### TASK PROMPT
Search the data for "sleeve". Return each matching line.

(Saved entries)
◆ ◆ ◆ ◆
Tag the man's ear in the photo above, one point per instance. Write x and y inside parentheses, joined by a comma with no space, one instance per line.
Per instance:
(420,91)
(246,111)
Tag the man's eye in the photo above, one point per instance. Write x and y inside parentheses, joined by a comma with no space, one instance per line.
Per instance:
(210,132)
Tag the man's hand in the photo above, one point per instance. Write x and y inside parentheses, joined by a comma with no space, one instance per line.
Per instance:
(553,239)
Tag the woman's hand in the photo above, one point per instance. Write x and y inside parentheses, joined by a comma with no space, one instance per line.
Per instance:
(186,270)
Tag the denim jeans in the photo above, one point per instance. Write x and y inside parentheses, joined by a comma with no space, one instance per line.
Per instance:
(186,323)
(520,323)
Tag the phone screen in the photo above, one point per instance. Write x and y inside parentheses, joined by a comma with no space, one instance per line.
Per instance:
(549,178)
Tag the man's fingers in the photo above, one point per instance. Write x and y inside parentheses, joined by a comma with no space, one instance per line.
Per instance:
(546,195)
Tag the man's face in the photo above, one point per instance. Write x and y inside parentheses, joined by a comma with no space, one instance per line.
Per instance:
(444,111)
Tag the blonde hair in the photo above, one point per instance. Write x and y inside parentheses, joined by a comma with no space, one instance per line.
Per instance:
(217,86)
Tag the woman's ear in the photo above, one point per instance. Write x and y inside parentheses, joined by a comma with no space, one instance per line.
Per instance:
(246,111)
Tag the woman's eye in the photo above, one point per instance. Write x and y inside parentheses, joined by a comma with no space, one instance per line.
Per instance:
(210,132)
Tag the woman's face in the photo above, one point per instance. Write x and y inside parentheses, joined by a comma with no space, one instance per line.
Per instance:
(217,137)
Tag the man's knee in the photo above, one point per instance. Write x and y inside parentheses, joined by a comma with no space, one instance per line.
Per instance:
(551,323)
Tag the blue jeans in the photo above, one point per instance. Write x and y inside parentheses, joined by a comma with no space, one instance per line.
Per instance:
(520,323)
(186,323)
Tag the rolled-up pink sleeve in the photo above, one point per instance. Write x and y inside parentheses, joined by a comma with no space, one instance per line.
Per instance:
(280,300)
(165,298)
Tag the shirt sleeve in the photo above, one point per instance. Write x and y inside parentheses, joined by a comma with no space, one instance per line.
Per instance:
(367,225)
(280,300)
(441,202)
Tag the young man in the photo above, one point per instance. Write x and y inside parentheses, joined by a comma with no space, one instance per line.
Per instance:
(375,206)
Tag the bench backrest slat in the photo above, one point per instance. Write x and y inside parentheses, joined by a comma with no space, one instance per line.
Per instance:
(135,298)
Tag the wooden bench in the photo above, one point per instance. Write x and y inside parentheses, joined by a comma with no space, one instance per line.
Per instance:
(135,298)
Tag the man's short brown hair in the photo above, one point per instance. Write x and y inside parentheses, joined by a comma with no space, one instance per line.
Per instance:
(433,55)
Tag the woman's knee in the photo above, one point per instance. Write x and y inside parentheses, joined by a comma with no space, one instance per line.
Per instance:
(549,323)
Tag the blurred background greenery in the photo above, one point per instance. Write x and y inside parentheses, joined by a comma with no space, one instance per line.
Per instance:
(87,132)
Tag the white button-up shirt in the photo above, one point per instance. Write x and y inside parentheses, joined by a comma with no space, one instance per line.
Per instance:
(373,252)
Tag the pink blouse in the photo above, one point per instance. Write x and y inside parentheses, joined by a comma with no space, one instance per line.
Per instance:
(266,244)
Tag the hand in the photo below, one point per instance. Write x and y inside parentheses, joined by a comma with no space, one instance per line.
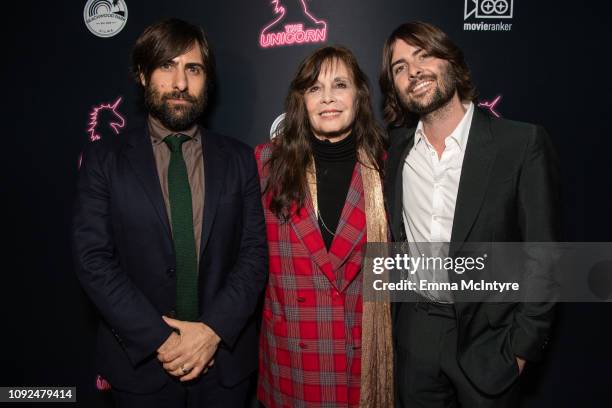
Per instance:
(171,342)
(521,364)
(197,346)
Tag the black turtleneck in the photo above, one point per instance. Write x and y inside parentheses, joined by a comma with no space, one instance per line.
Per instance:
(334,163)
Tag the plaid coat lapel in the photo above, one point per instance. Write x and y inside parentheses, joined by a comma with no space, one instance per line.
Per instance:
(350,231)
(306,228)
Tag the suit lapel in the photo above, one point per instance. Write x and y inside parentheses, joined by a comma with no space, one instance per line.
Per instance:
(215,163)
(479,157)
(396,166)
(306,228)
(350,230)
(140,156)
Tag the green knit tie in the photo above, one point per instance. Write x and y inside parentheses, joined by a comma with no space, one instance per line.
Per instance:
(182,231)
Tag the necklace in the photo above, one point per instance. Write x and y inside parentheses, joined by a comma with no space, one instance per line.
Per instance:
(324,225)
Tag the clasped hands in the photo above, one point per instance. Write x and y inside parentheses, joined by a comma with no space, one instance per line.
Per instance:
(189,352)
◆ ◆ ◆ ◆
### EXERCISE SOLUTION
Tag the rolled-up pink sleeve in the photo above, one point per instance. Write x and y inside parentheses, joined by a comma with no space, one instance per line.
Tag the shirt sleeve in the photo above, one point per instance. Write x and y inside parentheses, joined by a comma with no space, one instance per line.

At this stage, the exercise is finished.